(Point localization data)

◆ ◆ ◆ ◆ ◆ ◆ ◆

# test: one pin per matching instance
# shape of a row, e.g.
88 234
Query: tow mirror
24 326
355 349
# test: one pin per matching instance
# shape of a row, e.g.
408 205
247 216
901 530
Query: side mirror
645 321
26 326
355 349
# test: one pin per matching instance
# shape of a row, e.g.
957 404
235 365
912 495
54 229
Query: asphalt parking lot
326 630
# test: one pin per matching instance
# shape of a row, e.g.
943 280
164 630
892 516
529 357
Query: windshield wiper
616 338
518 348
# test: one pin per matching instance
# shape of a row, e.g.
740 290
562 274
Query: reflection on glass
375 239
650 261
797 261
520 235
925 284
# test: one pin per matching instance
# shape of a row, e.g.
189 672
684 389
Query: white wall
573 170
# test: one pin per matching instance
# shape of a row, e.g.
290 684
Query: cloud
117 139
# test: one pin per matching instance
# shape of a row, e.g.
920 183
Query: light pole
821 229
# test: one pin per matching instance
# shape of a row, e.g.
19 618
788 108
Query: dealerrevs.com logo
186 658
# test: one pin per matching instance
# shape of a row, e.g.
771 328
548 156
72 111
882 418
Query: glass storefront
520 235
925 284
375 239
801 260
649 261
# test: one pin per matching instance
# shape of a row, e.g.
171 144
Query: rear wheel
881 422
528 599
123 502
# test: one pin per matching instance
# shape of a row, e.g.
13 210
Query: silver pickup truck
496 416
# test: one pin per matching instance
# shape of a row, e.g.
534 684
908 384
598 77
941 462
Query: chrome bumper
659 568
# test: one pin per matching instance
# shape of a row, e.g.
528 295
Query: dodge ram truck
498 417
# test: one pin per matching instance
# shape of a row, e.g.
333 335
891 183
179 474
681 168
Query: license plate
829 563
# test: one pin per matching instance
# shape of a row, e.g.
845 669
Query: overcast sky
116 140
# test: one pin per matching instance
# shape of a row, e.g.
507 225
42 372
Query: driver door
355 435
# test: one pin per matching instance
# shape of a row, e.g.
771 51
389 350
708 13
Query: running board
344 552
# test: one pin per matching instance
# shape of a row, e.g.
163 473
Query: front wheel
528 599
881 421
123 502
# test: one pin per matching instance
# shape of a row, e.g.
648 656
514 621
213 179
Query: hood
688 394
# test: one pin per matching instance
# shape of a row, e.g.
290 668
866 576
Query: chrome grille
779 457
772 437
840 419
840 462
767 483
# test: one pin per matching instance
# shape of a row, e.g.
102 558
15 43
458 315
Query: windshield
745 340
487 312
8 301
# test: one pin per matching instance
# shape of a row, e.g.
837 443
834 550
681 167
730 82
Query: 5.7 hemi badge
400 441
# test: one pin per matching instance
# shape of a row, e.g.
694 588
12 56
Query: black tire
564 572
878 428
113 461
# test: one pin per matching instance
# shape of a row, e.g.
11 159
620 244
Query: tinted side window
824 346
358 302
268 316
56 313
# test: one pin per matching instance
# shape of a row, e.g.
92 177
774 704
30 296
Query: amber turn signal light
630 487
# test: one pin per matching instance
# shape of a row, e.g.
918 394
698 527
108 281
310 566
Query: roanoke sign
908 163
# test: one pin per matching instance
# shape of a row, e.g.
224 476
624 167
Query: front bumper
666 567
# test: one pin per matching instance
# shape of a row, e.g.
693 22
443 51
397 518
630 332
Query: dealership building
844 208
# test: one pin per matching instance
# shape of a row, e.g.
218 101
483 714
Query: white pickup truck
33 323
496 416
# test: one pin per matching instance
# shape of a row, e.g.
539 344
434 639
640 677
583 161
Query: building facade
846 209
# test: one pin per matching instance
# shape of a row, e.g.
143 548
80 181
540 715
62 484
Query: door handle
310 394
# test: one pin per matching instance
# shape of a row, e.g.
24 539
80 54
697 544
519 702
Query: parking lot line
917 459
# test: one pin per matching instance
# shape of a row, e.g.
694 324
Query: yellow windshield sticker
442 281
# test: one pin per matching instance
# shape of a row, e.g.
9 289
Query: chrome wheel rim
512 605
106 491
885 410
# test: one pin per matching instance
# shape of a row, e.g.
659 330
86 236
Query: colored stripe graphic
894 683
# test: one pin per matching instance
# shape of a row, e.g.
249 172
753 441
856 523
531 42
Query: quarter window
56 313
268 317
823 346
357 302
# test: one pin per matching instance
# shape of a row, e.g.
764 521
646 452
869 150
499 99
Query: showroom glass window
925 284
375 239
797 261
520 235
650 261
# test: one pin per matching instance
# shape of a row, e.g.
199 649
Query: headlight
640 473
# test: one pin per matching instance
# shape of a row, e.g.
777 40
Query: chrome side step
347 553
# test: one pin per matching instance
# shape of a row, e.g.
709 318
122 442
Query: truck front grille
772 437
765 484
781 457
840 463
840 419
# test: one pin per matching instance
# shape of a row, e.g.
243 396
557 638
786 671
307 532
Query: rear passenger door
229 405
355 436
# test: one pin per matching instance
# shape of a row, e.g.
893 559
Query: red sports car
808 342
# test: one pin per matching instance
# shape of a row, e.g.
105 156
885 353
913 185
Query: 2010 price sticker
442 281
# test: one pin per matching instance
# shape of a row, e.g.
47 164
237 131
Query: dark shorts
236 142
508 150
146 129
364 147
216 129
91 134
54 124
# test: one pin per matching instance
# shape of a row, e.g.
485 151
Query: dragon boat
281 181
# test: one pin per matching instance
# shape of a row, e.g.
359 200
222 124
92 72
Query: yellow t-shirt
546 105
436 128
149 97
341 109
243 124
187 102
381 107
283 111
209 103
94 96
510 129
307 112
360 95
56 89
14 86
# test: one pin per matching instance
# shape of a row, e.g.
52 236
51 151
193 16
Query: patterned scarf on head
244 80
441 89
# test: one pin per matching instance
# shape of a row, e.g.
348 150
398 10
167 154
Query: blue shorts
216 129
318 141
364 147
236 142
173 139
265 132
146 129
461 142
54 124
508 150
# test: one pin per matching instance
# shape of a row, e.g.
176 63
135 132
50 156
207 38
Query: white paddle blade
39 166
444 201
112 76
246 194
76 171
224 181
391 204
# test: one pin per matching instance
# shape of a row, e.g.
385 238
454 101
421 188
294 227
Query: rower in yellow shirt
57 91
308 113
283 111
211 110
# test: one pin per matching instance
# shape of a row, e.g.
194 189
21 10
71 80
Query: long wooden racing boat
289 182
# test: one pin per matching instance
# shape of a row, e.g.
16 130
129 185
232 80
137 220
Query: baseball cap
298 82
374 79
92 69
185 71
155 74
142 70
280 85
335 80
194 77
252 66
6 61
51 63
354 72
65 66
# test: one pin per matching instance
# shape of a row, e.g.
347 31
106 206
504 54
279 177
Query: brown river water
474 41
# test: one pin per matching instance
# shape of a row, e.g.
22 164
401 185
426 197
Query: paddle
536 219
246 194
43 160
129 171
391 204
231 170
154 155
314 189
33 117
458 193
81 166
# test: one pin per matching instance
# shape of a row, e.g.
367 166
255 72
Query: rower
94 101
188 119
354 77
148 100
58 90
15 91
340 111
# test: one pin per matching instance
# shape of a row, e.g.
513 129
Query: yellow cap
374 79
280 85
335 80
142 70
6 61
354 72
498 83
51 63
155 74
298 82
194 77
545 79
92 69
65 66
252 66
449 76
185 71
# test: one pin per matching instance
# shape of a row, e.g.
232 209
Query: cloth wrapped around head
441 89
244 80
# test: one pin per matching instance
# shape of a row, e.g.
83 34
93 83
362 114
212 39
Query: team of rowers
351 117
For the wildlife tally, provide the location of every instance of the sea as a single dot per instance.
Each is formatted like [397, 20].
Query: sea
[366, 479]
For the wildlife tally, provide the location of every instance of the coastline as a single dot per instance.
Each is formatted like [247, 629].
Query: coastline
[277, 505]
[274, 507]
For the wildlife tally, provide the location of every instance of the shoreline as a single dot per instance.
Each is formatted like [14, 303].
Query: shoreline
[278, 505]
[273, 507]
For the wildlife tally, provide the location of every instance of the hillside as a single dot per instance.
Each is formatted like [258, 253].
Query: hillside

◆ ◆ ◆ ◆ ◆ ◆ ◆

DIRECTIONS: Show all lines from the data above in which the word "hillside" appears.

ANSWER TO THIS TASK:
For the wildlife tally, provide the location of every instance of the hillside as a single dot per instance.
Query: hillside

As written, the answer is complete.